- Problem to work on
Reproduce verbatim the stretch of the material from the line containing "find steep hillside" through the end of the material, and nothing else.

§ §

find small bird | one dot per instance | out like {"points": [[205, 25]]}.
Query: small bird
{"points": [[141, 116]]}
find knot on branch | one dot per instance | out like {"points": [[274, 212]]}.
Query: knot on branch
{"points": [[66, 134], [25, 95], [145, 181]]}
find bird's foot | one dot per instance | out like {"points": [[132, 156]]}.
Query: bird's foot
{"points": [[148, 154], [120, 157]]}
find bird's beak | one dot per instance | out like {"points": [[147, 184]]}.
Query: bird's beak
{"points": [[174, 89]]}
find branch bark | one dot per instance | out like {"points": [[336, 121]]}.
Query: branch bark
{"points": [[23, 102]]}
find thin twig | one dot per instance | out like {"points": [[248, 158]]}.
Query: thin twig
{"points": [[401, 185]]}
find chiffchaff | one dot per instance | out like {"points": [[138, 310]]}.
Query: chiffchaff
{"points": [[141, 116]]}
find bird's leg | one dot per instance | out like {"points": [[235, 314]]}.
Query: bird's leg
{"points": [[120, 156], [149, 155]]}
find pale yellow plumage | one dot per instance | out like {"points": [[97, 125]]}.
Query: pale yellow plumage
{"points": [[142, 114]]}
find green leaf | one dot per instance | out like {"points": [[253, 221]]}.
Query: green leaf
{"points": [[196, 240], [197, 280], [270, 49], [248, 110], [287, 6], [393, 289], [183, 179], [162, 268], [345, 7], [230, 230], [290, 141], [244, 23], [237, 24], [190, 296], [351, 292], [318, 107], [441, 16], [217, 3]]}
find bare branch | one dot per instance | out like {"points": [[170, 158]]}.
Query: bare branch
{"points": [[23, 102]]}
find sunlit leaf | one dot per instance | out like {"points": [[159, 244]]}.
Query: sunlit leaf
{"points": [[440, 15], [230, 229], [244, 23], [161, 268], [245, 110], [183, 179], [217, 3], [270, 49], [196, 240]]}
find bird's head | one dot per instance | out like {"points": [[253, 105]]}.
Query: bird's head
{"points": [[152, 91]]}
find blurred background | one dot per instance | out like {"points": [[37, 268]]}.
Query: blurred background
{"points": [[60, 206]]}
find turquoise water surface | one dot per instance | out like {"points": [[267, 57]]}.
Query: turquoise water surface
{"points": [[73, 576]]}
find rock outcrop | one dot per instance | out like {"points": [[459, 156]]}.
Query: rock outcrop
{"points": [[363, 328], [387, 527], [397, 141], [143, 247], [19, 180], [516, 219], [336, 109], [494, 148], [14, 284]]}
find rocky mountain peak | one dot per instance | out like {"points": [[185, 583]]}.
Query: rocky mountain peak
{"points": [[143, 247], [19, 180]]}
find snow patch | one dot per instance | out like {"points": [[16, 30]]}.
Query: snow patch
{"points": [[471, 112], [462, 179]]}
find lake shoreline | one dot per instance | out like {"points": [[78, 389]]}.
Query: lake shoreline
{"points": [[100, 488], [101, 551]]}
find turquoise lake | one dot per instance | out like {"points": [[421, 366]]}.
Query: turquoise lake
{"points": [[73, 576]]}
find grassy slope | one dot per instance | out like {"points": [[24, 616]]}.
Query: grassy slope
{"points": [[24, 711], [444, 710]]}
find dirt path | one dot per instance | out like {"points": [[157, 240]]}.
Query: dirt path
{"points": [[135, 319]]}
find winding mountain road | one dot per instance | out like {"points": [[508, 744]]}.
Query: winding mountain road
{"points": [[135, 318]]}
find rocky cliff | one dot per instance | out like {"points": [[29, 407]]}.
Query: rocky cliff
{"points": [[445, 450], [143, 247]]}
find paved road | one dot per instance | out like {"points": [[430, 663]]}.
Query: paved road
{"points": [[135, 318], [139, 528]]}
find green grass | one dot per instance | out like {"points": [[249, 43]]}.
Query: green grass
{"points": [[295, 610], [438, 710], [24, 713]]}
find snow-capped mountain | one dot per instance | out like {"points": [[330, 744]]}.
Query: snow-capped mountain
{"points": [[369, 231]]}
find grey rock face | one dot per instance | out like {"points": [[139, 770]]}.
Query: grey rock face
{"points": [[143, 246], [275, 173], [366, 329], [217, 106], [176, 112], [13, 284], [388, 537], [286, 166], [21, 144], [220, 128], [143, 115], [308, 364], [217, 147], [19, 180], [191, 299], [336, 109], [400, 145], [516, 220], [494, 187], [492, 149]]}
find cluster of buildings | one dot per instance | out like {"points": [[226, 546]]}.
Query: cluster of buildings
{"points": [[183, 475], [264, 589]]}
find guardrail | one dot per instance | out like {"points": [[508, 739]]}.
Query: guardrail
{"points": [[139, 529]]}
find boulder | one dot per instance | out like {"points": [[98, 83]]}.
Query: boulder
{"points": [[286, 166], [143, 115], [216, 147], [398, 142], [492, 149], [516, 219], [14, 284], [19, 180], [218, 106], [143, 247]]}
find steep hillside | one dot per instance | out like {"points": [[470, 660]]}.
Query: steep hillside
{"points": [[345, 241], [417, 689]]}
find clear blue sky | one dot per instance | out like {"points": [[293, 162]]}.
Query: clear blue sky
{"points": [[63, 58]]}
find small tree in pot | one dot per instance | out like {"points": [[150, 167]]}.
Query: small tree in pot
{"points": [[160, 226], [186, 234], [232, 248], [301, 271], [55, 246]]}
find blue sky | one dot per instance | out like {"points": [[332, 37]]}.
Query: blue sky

§ §

- Completed task
find steep hillside | one dot per instance | out like {"points": [[470, 660]]}.
Query: steep hillside
{"points": [[345, 241], [417, 689]]}
find clear blue sky | one dot per instance | out like {"points": [[293, 162]]}.
Query: clear blue sky
{"points": [[63, 58]]}
find small tree in pot | one dot per instance | out like {"points": [[150, 167]]}.
Query: small tree in pot
{"points": [[160, 226], [186, 234], [232, 248], [301, 271], [55, 246]]}
find blue sky | one dot per instance | out like {"points": [[332, 37]]}.
Query: blue sky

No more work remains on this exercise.